Salvo ove altrimenti indicato, questo blog contiene testi originali di Adriano Ercolani e Daniele Capuano



lunedì 26 agosto 2013

Le fiabe, ancora





Il racconto ʻAlī Bābā e i quaranta banditi come fiaba gnostico-ermetica. ʻAlī Bābā è l’anima mercuriale umile, prudente, accorta: i quaranta banditi (ḥarāmī, i “fuorilegge”, dalla stessa radice di ḥarām, “proibito”) sono gli arconti del Tempo (quaranta è il numero dell’attesa della rinascita, l’intervallo del digiuno, del viaggio nel deserto, dell’isolamento purificatore), che penetrano nella caverna del cosmo per utilizzarne i tesori; osservandoli nascosto nella chioma di un albero, ʻAlī Bābā carpisce le “parole di passo” che consentono di aprire e chiudere la porta di pietra, “Apriti, sesamo” – “Chiuditi, sesamo”. Il seme di sesamo è tra i più piccoli, immagine del quantum omeopatico di fede che smuove, trasmuta la pietra delle montagne, è come il puntino sotto la bā’ da cui è creato l’universo, è l’atomo da cui si estrae la potenza di mille soli, è la fonte di un olio caldo e sulfureo, è il seme di banyan della Chāndogya Upaniṣad. La serva Marjāna (“Corallo”, uno dei simboli della Pietra), sapida, salina, uccide i fuorilegge, consentendo al padrone di divenire il segreto possessore di tesori infiniti. Il fratello di ʻAlī Bābā, Qāsim, “Colui che distribuisce i beni”, nome di uno dei figli maschi del Profeta (tutti morti fanciulli), invidioso, impaziente e imprudente, dimentica la formula per uscire dalla caverna e viene ucciso e squartato dai Quaranta: la croce degli elementi lo trattiene nella morte, nell’abisso, è la parte dell’Opus e dell’anima che non sopravvive alla “morte seconda”, ma con il suo sacrificio nutre la prosperità dell’altro.

Voci con riquadri di delimitazione:
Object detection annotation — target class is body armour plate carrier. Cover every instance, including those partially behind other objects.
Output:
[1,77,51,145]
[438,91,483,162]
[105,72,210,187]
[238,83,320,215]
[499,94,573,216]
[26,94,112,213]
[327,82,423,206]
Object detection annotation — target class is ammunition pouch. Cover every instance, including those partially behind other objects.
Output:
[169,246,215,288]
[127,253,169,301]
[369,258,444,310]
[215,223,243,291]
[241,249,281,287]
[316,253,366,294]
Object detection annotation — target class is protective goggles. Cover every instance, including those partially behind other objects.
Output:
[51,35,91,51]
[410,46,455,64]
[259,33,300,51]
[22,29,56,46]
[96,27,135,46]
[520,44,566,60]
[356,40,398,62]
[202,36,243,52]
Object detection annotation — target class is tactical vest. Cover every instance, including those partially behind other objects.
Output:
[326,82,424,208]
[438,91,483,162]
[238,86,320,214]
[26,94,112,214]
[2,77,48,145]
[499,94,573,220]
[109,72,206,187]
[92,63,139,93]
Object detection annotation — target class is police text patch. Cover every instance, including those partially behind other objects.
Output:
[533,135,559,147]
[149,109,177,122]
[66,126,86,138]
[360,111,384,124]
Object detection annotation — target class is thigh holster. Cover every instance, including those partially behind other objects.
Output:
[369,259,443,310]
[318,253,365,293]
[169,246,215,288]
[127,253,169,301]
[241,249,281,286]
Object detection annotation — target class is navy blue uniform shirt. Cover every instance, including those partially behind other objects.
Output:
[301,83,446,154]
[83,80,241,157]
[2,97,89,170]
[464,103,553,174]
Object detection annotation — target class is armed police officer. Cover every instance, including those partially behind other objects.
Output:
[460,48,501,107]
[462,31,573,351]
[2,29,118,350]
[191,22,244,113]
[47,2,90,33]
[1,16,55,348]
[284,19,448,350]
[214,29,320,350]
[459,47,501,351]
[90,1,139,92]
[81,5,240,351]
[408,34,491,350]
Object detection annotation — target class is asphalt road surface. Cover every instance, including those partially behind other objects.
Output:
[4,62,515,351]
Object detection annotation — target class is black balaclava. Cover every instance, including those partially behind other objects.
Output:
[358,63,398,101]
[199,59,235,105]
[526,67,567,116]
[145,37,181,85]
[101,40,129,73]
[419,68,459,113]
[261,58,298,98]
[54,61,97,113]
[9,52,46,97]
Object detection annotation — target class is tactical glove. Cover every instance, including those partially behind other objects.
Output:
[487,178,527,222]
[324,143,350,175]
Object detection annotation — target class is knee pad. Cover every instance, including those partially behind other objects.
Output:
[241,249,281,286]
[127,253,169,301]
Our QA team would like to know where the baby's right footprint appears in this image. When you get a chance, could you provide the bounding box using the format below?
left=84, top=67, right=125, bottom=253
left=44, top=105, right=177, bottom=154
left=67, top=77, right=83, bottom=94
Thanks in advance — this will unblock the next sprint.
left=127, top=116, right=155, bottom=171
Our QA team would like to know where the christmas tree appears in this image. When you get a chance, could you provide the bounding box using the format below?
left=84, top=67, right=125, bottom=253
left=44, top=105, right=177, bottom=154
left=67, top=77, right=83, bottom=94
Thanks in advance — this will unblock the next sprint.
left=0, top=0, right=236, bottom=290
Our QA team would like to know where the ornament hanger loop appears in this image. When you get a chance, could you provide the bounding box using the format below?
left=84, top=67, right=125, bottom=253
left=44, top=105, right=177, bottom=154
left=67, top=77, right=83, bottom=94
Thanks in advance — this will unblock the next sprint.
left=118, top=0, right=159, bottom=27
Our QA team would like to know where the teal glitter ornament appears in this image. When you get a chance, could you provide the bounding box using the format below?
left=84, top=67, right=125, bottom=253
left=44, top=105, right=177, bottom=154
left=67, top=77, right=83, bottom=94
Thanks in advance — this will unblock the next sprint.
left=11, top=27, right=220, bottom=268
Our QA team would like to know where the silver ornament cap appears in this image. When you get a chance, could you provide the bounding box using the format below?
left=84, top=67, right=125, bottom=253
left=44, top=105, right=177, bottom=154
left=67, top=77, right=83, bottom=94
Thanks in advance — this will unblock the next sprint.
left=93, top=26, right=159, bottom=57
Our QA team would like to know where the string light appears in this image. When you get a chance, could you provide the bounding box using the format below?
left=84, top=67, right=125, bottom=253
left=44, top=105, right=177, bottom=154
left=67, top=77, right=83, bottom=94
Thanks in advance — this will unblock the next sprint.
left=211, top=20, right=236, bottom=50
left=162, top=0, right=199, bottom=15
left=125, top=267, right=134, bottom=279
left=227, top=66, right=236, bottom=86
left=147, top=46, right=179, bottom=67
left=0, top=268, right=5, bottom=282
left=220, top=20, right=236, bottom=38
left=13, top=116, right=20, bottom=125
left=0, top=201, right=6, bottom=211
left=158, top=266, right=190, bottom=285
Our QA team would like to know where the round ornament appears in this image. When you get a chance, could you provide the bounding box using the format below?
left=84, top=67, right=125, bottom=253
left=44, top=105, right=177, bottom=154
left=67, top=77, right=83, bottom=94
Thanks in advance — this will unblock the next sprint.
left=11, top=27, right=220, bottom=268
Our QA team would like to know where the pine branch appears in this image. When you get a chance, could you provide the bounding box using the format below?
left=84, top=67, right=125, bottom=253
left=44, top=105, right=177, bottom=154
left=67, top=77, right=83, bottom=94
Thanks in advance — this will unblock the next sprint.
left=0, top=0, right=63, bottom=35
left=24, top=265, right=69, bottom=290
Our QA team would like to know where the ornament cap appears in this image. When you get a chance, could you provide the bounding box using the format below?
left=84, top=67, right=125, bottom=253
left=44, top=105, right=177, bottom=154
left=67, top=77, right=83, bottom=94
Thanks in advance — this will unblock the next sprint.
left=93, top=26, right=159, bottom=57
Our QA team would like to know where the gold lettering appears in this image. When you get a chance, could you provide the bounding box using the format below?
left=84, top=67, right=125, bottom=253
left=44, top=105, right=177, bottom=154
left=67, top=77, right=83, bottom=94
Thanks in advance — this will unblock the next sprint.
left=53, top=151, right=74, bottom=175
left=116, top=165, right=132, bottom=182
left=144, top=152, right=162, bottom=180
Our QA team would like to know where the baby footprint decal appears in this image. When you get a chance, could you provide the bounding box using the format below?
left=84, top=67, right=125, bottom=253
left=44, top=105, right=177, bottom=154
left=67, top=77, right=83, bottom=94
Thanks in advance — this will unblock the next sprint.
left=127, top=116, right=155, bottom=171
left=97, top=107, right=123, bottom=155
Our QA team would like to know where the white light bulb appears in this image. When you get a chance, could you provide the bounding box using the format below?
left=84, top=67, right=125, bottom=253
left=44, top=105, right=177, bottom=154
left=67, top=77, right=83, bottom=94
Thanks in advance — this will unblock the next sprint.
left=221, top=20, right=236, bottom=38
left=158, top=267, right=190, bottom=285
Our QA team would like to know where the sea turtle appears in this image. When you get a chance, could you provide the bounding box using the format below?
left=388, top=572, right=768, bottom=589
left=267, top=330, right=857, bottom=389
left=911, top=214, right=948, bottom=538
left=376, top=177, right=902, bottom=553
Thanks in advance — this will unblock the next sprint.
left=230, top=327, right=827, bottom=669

== SERIE DI COMPITI ==
1. Stabilisci se le affermazioni (a), (b) e (c) concordano con il brano su ʻAlī Bābā. Per ciascuna rispondi sì o no e riporta fra virgolette le parole del brano che decidono la risposta. (a) I quaranta banditi sono identificati con gli arconti del Tempo. (b) Il nome della serva Marjāna significa "Perla". (c) Qāsim dimentica la formula per uscire dalla caverna.
2. Inserisci in una tabella Markdown con le colonne «N.» e «Riga» tutte le righe delle voci, dalla riga che contiene "Our QA team would like to know where the gold" fino all'ultima riga delle voci, estremi compresi. Nella colonna «N.» scrivi il numero progressivo della riga e tralascia le righe vuote.

== SOLUZIONI DEI COMPITI ==
1.
(a) Sì: "sono gli arconti del Tempo".
(b) No: "La serva Marjāna (“Corallo”, uno dei simboli della Pietra)".
(c) Sì: "dimentica la formula per uscire dalla caverna".

2.
| N. | Riga |
|---|---|
| 1 | Our QA team would like to know where the gold lettering appears in this image. When you get a chance, could you provide the bounding box using the format below? |
| 2 | left=84, top=67, right=125, bottom=253 |
| 3 | left=44, top=105, right=177, bottom=154 |
| 4 | left=67, top=77, right=83, bottom=94 |
| 5 | Thanks in advance — this will unblock the next sprint. |
| 6 | left=53, top=151, right=74, bottom=175 |
| 7 | left=116, top=165, right=132, bottom=182 |
| 8 | left=144, top=152, right=162, bottom=180 |
| 9 | Our QA team would like to know where the baby footprint decal appears in this image. When you get a chance, could you provide the bounding box using the format below? |
| 10 | left=84, top=67, right=125, bottom=253 |
| 11 | left=44, top=105, right=177, bottom=154 |
| 12 | left=67, top=77, right=83, bottom=94 |
| 13 | Thanks in advance — this will unblock the next sprint. |
| 14 | left=127, top=116, right=155, bottom=171 |
| 15 | left=97, top=107, right=123, bottom=155 |
| 16 | Our QA team would like to know where the white light bulb appears in this image. When you get a chance, could you provide the bounding box using the format below? |
| 17 | left=84, top=67, right=125, bottom=253 |
| 18 | left=44, top=105, right=177, bottom=154 |
| 19 | left=67, top=77, right=83, bottom=94 |
| 20 | Thanks in advance — this will unblock the next sprint. |
| 21 | left=221, top=20, right=236, bottom=38 |
| 22 | left=158, top=267, right=190, bottom=285 |
| 23 | Our QA team would like to know where the sea turtle appears in this image. When you get a chance, could you provide the bounding box using the format below? |
| 24 | left=388, top=572, right=768, bottom=589 |
| 25 | left=267, top=330, right=857, bottom=389 |
| 26 | left=911, top=214, right=948, bottom=538 |
| 27 | left=376, top=177, right=902, bottom=553 |
| 28 | Thanks in advance — this will unblock the next sprint. |
| 29 | left=230, top=327, right=827, bottom=669 |